ACTIVITY:
Exactly as written, transcribe the data that follows.

DATA:
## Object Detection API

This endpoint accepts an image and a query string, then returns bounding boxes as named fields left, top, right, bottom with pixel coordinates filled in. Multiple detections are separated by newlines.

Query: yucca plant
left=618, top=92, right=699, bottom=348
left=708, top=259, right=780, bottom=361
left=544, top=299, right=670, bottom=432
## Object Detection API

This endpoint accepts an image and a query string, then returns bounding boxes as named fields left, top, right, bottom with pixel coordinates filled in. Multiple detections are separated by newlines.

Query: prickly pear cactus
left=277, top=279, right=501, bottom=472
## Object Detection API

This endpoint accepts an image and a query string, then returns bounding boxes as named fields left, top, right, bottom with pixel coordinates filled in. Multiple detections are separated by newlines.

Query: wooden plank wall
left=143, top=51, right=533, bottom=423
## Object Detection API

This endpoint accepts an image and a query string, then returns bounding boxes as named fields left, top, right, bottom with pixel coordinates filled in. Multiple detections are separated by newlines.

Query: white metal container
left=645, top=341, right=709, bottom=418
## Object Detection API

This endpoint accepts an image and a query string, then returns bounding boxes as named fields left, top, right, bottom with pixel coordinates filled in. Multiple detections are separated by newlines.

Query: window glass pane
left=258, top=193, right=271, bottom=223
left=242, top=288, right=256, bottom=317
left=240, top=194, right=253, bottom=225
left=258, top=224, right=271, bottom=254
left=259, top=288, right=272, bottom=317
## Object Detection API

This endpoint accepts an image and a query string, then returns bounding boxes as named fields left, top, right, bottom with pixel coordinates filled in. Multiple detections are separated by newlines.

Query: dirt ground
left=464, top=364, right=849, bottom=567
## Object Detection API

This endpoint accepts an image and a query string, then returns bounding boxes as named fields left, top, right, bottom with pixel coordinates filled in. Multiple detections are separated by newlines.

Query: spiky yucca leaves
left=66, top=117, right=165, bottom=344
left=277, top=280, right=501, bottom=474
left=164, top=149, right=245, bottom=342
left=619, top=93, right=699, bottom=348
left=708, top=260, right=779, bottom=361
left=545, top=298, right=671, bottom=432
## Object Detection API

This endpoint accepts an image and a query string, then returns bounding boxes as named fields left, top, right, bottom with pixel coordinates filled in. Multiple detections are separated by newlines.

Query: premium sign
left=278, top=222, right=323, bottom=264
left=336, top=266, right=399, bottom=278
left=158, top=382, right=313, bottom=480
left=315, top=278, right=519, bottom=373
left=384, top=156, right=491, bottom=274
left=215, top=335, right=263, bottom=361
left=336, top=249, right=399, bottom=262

RESPONSE AREA:
## Object Detection API

This endpoint accepts an image and a query string, then returns bounding boxes as named fields left, top, right, bottom with pixel coordinates filled in. Multiple detections are separated by newlines.

Query: yucca plant
left=618, top=92, right=699, bottom=348
left=708, top=259, right=780, bottom=361
left=544, top=299, right=670, bottom=432
## Object Detection API

This endpoint accepts an image and a query string, then returns bounding boxes as named fields left, top, right, bottom with pixel coordinates filled in. Multiple detections are separated by newlines.

Query: prickly pear cactus
left=277, top=279, right=501, bottom=472
## Object Detection API

This endpoint accepts an image and a query string, then returns bounding boxes as named fields left, top, right, bottom with pixel coordinates filled in. Multiple detections are separated by newlines.

Query: wooden plank wall
left=143, top=51, right=533, bottom=423
## Object Detection API

This endpoint accepts an image and a query string, then returns bounding boxes as named fields left, top, right, bottom with pixel coordinates filled in. Multiple detections are separated by newlines.

Query: white metal container
left=645, top=341, right=709, bottom=418
## Object Detection API

This endpoint accepts an image and a query string, then returns bounding boxes as named fields left, top, right, bottom with pixel coordinates filled in. Multiple detections are separated by newlines.

Query: window glass pane
left=258, top=193, right=271, bottom=223
left=242, top=288, right=256, bottom=317
left=240, top=194, right=253, bottom=225
left=258, top=224, right=271, bottom=254
left=259, top=288, right=272, bottom=317
## Object Detection API

This endpoint accepts an image and a query string, then returns bounding boxes as named fields left, top, right, bottom with pixel coordinates filled in. Multiple detections are separated by newlines.

Query: dirt ground
left=464, top=364, right=849, bottom=567
## Object Detection API

This endpoint accepts an image and a query string, then returns bounding boxes as named fields left, top, right, bottom with pixel coordinates filled in. Multiple detections are separated by newlines.

Query: spiky yucca leaves
left=66, top=117, right=165, bottom=344
left=277, top=280, right=501, bottom=474
left=164, top=149, right=245, bottom=342
left=619, top=93, right=699, bottom=348
left=708, top=260, right=779, bottom=361
left=545, top=298, right=671, bottom=432
## Object Detection API

This endpoint accepts an image and a query string, then returns bounding boxes as named fields left, top, right, bottom with pixel coordinates filled in. Multiple detections are separated by newlines.

Query: premium sign
left=278, top=222, right=323, bottom=264
left=336, top=266, right=399, bottom=278
left=158, top=382, right=313, bottom=480
left=315, top=278, right=519, bottom=373
left=384, top=156, right=491, bottom=274
left=215, top=335, right=263, bottom=361
left=336, top=249, right=399, bottom=262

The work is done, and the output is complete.